## Written task
Please identify every line in the material below that contains the word "flower", matching case exactly, and copy each of those lines in full.

--- Provided material ---

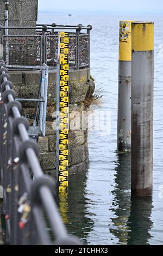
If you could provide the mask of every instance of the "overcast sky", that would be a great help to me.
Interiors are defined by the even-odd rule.
[[[162,0],[39,0],[39,10],[105,10],[163,13]]]

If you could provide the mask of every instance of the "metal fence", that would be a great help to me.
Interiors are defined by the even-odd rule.
[[[22,106],[15,100],[13,84],[2,59],[0,68],[1,185],[5,242],[79,245],[62,222],[54,199],[55,185],[43,174],[37,157],[38,146],[29,138],[28,122],[20,114]]]
[[[5,29],[6,27],[1,27]],[[26,27],[8,27],[8,29],[27,29]],[[36,35],[9,35],[3,36],[3,57],[7,65],[38,65],[46,63],[56,68],[58,31],[69,33],[70,68],[79,69],[90,66],[90,31],[91,25],[84,27],[39,25]]]

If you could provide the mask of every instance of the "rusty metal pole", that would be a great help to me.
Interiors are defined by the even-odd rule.
[[[117,152],[131,149],[131,21],[120,22]]]
[[[132,29],[131,194],[152,196],[154,23]]]

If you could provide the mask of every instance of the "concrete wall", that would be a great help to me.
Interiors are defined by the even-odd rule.
[[[0,0],[0,24],[4,26],[5,1]],[[37,19],[37,0],[9,0],[9,26],[35,26]],[[31,34],[31,29],[9,30],[9,34]]]
[[[36,98],[40,79],[39,71],[10,71],[14,89],[21,98]],[[70,71],[70,119],[76,118],[74,111],[79,113],[87,110],[86,100],[91,96],[95,83],[90,78],[90,69]],[[46,174],[53,176],[55,173],[56,132],[53,129],[56,111],[56,70],[49,71],[48,106],[47,111],[46,135],[40,137],[40,160]],[[32,120],[35,104],[23,103],[23,114]],[[78,124],[77,124],[78,125]],[[69,174],[76,174],[86,169],[89,164],[87,131],[70,131],[69,132]]]

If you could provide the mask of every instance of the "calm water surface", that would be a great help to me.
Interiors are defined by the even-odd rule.
[[[39,22],[93,26],[91,74],[96,84],[102,83],[104,88],[101,110],[111,111],[111,134],[89,133],[89,170],[70,177],[62,211],[69,232],[88,245],[162,245],[163,197],[159,190],[163,185],[163,17],[40,14],[39,19]],[[115,153],[121,20],[155,22],[152,199],[131,201],[130,155],[118,157]]]

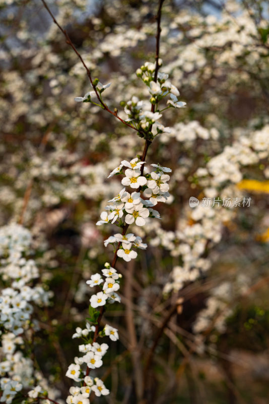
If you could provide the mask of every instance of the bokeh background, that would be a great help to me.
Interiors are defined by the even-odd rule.
[[[149,99],[136,71],[154,60],[157,2],[47,3],[93,77],[111,83],[105,102],[126,119],[121,102]],[[95,225],[121,188],[107,177],[141,153],[143,139],[97,106],[75,103],[91,90],[88,79],[41,2],[0,8],[0,224],[20,223],[34,235],[42,282],[54,292],[47,310],[36,309],[35,354],[64,398],[78,354],[72,336],[88,315],[85,280],[113,256],[103,240],[115,229]],[[260,0],[165,2],[160,70],[187,106],[164,114],[171,132],[154,140],[147,163],[173,170],[172,197],[158,204],[161,221],[133,228],[148,249],[117,264],[122,301],[105,317],[120,339],[96,372],[111,393],[94,402],[138,402],[126,311],[143,369],[180,298],[147,375],[147,402],[268,402],[268,11]],[[251,199],[249,207],[193,210],[192,196]]]

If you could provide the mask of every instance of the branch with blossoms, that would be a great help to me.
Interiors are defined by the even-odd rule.
[[[74,363],[70,365],[66,375],[79,383],[80,386],[70,388],[70,395],[66,402],[68,404],[89,404],[91,392],[97,396],[106,395],[109,392],[99,378],[94,379],[89,374],[92,369],[102,366],[103,357],[108,349],[107,343],[100,344],[97,342],[97,339],[108,337],[111,340],[116,341],[119,338],[116,328],[108,324],[102,328],[101,326],[108,305],[120,301],[117,292],[120,287],[121,275],[117,273],[115,268],[117,260],[119,257],[129,262],[137,258],[136,248],[145,249],[147,247],[140,236],[136,236],[134,233],[127,233],[127,230],[129,226],[132,224],[143,226],[149,218],[160,219],[159,212],[153,207],[158,202],[165,202],[170,196],[168,184],[170,176],[167,173],[171,172],[171,170],[159,164],[152,164],[153,169],[151,171],[148,169],[145,170],[144,166],[148,150],[156,136],[170,131],[169,128],[165,127],[159,122],[162,117],[161,112],[170,108],[184,107],[186,103],[178,99],[179,92],[168,80],[168,75],[159,71],[162,64],[159,58],[159,47],[161,9],[164,0],[160,0],[159,2],[156,17],[156,63],[146,62],[137,71],[138,78],[141,78],[148,87],[149,103],[140,100],[137,96],[133,96],[125,105],[124,112],[127,118],[124,120],[117,115],[117,110],[113,113],[103,101],[102,94],[110,83],[103,85],[98,79],[92,80],[90,71],[66,31],[59,25],[45,1],[42,1],[54,22],[64,35],[66,42],[80,59],[93,89],[93,91],[88,91],[83,97],[77,97],[75,100],[99,106],[112,114],[125,125],[135,129],[139,136],[146,140],[142,156],[134,158],[130,161],[122,160],[109,175],[108,178],[110,178],[115,175],[124,174],[125,176],[121,180],[121,184],[124,188],[108,201],[109,205],[101,213],[101,220],[97,223],[98,226],[108,223],[115,224],[122,229],[122,232],[114,234],[104,241],[106,246],[109,244],[114,246],[114,255],[112,264],[106,263],[105,268],[102,270],[102,275],[95,274],[87,281],[86,283],[90,287],[98,287],[99,291],[93,294],[90,299],[90,317],[86,328],[84,329],[77,328],[73,335],[74,338],[82,339],[83,343],[79,345],[79,350],[83,355],[75,359]],[[169,96],[169,99],[166,105],[160,107],[161,108],[160,109],[159,105],[167,96]],[[127,190],[126,187],[128,187]]]

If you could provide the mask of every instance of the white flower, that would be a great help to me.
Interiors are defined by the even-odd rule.
[[[142,239],[139,236],[137,236],[136,238],[136,241],[133,243],[135,247],[142,249],[146,249],[148,245],[146,243],[142,242]]]
[[[126,209],[125,210],[128,212],[125,218],[125,223],[127,224],[131,224],[134,221],[137,226],[144,226],[146,224],[145,218],[147,218],[150,213],[147,208],[143,208],[142,204],[133,206],[130,209]]]
[[[78,386],[72,386],[69,389],[69,392],[72,395],[76,395],[76,394],[79,394],[80,393],[80,388]]]
[[[106,388],[102,380],[96,377],[94,379],[96,384],[92,387],[93,391],[95,393],[95,395],[100,397],[100,395],[107,395],[109,394],[109,390]]]
[[[103,365],[102,357],[96,352],[90,351],[87,352],[86,355],[82,357],[83,361],[87,364],[88,368],[94,369],[95,368],[100,368]]]
[[[80,327],[77,327],[76,329],[76,332],[72,335],[72,338],[79,338],[82,336],[82,329]]]
[[[161,94],[163,91],[159,83],[151,81],[150,83],[150,92],[152,95]]]
[[[93,385],[93,379],[90,376],[86,376],[84,377],[84,382],[87,386],[90,386],[90,387]]]
[[[81,387],[80,390],[81,391],[81,394],[85,398],[87,398],[90,396],[90,394],[92,391],[92,389],[90,386],[84,386]]]
[[[84,394],[77,394],[73,398],[72,404],[90,404],[90,400]]]
[[[113,327],[106,324],[104,331],[105,335],[108,335],[112,341],[116,341],[117,339],[118,339],[118,330],[116,328],[113,328]]]
[[[161,166],[159,163],[158,164],[151,164],[151,166],[152,166],[153,167],[157,168],[159,171],[163,171],[164,173],[172,172],[172,170],[171,168],[169,168],[168,167],[164,167],[162,166]]]
[[[131,160],[129,163],[126,160],[122,160],[121,164],[125,167],[131,168],[132,170],[136,170],[136,169],[139,169],[139,170],[140,170],[142,165],[144,164],[144,163],[146,163],[146,162],[139,161],[139,160],[138,157],[136,157],[135,159],[133,159],[132,160]]]
[[[102,357],[104,356],[108,349],[108,345],[105,343],[100,345],[98,342],[93,342],[92,346],[93,352],[97,352],[99,355],[101,355]]]
[[[110,178],[110,177],[113,177],[113,176],[115,175],[115,174],[118,174],[118,173],[119,173],[120,172],[120,170],[122,168],[123,166],[123,165],[121,164],[120,166],[118,166],[118,167],[116,167],[116,168],[114,168],[113,171],[111,171],[111,172],[110,173],[110,174],[109,174],[109,175],[107,178]]]
[[[125,186],[129,185],[131,188],[139,188],[147,183],[145,177],[141,176],[140,170],[130,170],[127,168],[125,172],[125,177],[121,180],[121,183]]]
[[[86,99],[88,99],[89,97],[90,99],[91,97],[93,97],[96,95],[95,91],[88,91],[86,92],[84,97],[76,97],[74,99],[77,103],[82,103]]]
[[[122,243],[123,248],[119,248],[117,251],[117,255],[121,258],[123,258],[124,261],[128,262],[133,258],[136,258],[138,253],[135,251],[130,249],[131,243]]]
[[[121,196],[124,191],[125,188],[123,188],[121,190],[119,191],[119,193],[118,193],[117,195],[116,195],[116,196],[114,196],[113,199],[111,199],[108,201],[108,202],[120,202],[120,200],[121,200]]]
[[[141,202],[140,192],[134,192],[131,194],[125,192],[121,196],[121,200],[125,202],[125,209],[132,208],[134,205],[137,205]]]
[[[177,97],[173,95],[173,94],[170,94],[170,96],[171,99],[168,99],[167,101],[167,105],[171,105],[172,107],[174,107],[175,108],[184,108],[187,104],[183,101],[178,101]]]
[[[113,278],[113,279],[118,279],[118,274],[117,273],[117,271],[115,269],[115,268],[112,268],[112,267],[110,267],[109,268],[105,268],[105,269],[102,269],[102,272],[103,273],[103,275],[104,276],[106,276],[107,277],[109,278]]]
[[[75,365],[74,363],[71,364],[69,366],[68,371],[65,373],[65,376],[70,379],[73,379],[75,382],[79,382],[81,379],[80,377],[80,366],[79,365]]]
[[[96,285],[100,285],[102,282],[104,282],[104,281],[100,274],[94,274],[94,275],[92,275],[91,276],[91,279],[89,280],[86,281],[86,283],[91,287],[93,287]]]
[[[169,75],[166,73],[161,73],[161,72],[158,72],[158,76],[157,77],[161,80],[167,80],[169,77]]]
[[[97,222],[96,226],[101,226],[101,224],[104,223],[108,223],[110,220],[110,215],[108,214],[107,212],[102,212],[100,216],[101,220]]]
[[[98,292],[97,294],[93,294],[90,299],[91,306],[94,309],[98,306],[103,306],[106,304],[107,296],[103,292]]]
[[[147,189],[145,189],[144,194],[146,197],[149,198],[153,206],[157,205],[158,202],[165,202],[166,200],[166,198],[163,195],[154,193],[150,188],[147,188]]]
[[[149,210],[152,217],[156,218],[156,219],[161,219],[161,216],[158,211],[155,211],[154,209],[151,209],[150,208]]]
[[[118,301],[119,303],[120,302],[120,297],[117,293],[115,293],[115,292],[112,293],[108,293],[107,297],[109,299],[110,303],[114,303],[114,301]]]
[[[73,395],[69,395],[66,397],[66,402],[67,404],[73,404],[74,403],[73,401],[74,397]]]
[[[120,205],[121,207],[123,207],[123,204],[121,204]],[[107,207],[107,209],[113,209],[112,211],[110,213],[108,216],[109,220],[111,220],[112,219],[111,223],[112,224],[116,221],[118,218],[121,218],[123,215],[123,211],[119,207],[119,209],[117,209],[117,207],[115,207],[114,206],[108,206]]]
[[[178,97],[180,95],[180,93],[176,87],[172,84],[171,81],[169,81],[168,80],[165,80],[164,83],[162,84],[162,88],[165,87],[166,88],[169,88],[170,91],[169,92],[172,93],[170,94],[170,96],[171,95],[174,95],[174,96],[176,96]]]
[[[151,173],[151,180],[148,180],[147,185],[149,188],[153,190],[154,193],[159,193],[160,190],[162,192],[167,192],[169,189],[169,186],[166,183],[169,180],[170,177],[168,174],[157,174],[153,171]]]
[[[30,390],[28,391],[28,395],[32,398],[36,398],[38,396],[38,394],[42,391],[42,387],[41,386],[37,386],[33,390]]]
[[[125,242],[132,242],[136,239],[136,236],[132,233],[129,233],[128,234],[122,235],[120,233],[117,233],[114,235],[116,240],[118,242],[122,243],[122,241]]]
[[[103,290],[105,293],[116,292],[119,289],[119,285],[113,278],[107,278],[103,286]]]

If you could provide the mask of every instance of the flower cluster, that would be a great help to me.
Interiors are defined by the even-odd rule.
[[[130,189],[128,192],[123,188],[108,201],[111,205],[106,206],[106,211],[101,214],[101,220],[97,222],[98,226],[109,222],[116,223],[119,227],[126,226],[127,229],[132,223],[139,226],[145,226],[147,218],[160,218],[159,213],[153,209],[152,207],[158,202],[165,202],[169,197],[168,181],[170,176],[165,173],[171,172],[171,170],[159,164],[152,164],[154,171],[142,175],[141,167],[144,163],[138,158],[130,162],[123,160],[119,166],[110,173],[109,177],[122,174],[123,167],[128,167],[125,170],[125,177],[121,180],[121,184],[137,190],[132,192]],[[114,243],[120,243],[117,254],[125,261],[137,258],[137,252],[132,249],[133,247],[143,249],[147,248],[147,244],[142,242],[141,238],[136,236],[132,233],[116,233],[104,241],[106,246]]]
[[[119,296],[116,291],[119,288],[119,279],[121,275],[118,274],[114,268],[108,263],[106,263],[105,268],[102,270],[104,279],[98,273],[92,275],[86,283],[90,287],[102,286],[102,290],[96,294],[93,294],[90,299],[89,314],[90,321],[96,324],[96,321],[100,315],[97,308],[104,306],[107,303],[120,301]],[[80,358],[75,358],[74,363],[70,365],[66,376],[73,379],[75,382],[81,384],[80,387],[71,387],[70,395],[66,399],[68,404],[89,404],[89,397],[92,391],[97,396],[106,395],[109,391],[105,388],[103,382],[98,378],[93,379],[89,376],[91,369],[100,368],[103,365],[102,358],[108,349],[106,343],[99,344],[95,341],[97,337],[108,336],[112,341],[118,339],[117,330],[106,324],[103,329],[96,334],[96,326],[86,323],[84,329],[77,327],[73,338],[81,338],[84,343],[79,346],[80,352],[84,355]],[[94,336],[93,336],[93,333]],[[95,337],[94,336],[95,335]]]
[[[127,227],[132,223],[143,226],[149,217],[160,218],[159,213],[152,207],[155,206],[159,201],[166,201],[170,196],[168,184],[170,177],[166,173],[171,172],[171,169],[159,164],[152,164],[154,171],[144,175],[142,169],[144,168],[145,163],[138,158],[129,162],[123,160],[110,173],[109,178],[114,175],[122,174],[123,168],[125,167],[125,177],[122,179],[121,184],[125,187],[129,187],[129,192],[124,187],[108,201],[110,205],[101,213],[101,220],[96,224],[100,226],[110,222],[123,229],[121,234],[115,233],[105,240],[104,244],[107,246],[108,244],[116,244],[117,256],[126,262],[137,258],[137,252],[133,248],[145,249],[147,247],[147,244],[142,242],[141,237],[136,236],[133,233],[127,233]],[[93,274],[86,281],[90,287],[98,287],[99,291],[92,295],[90,299],[89,314],[93,325],[87,323],[86,328],[83,330],[77,328],[73,335],[73,338],[82,338],[84,340],[85,343],[79,347],[79,350],[84,355],[81,358],[76,358],[74,363],[69,366],[66,372],[66,376],[81,385],[80,387],[71,388],[71,395],[66,400],[68,404],[79,402],[89,404],[92,391],[97,395],[109,393],[109,390],[99,379],[93,380],[89,376],[91,369],[102,366],[102,357],[108,348],[106,343],[100,345],[96,342],[97,337],[108,336],[112,341],[118,339],[117,330],[108,324],[101,331],[99,329],[99,324],[96,329],[97,319],[100,315],[99,308],[101,310],[101,308],[107,304],[120,301],[117,291],[120,287],[121,275],[109,263],[106,263],[104,266],[102,270],[102,275],[99,273]]]
[[[31,243],[31,233],[20,225],[0,229],[0,274],[7,286],[0,295],[0,401],[7,404],[19,396],[23,388],[32,387],[37,379],[25,344],[30,343],[31,335],[38,329],[38,322],[32,318],[32,304],[47,306],[51,297],[51,292],[45,291],[41,285],[33,285],[39,273],[34,260],[27,257]],[[38,378],[46,385],[42,375]],[[32,391],[29,397],[35,396]]]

---

## Result
If you could provide the mask of every instance of the white flower, that would be a great help to me.
If you could provide the mask of every instance of the flower cluster, that would be a great help to me.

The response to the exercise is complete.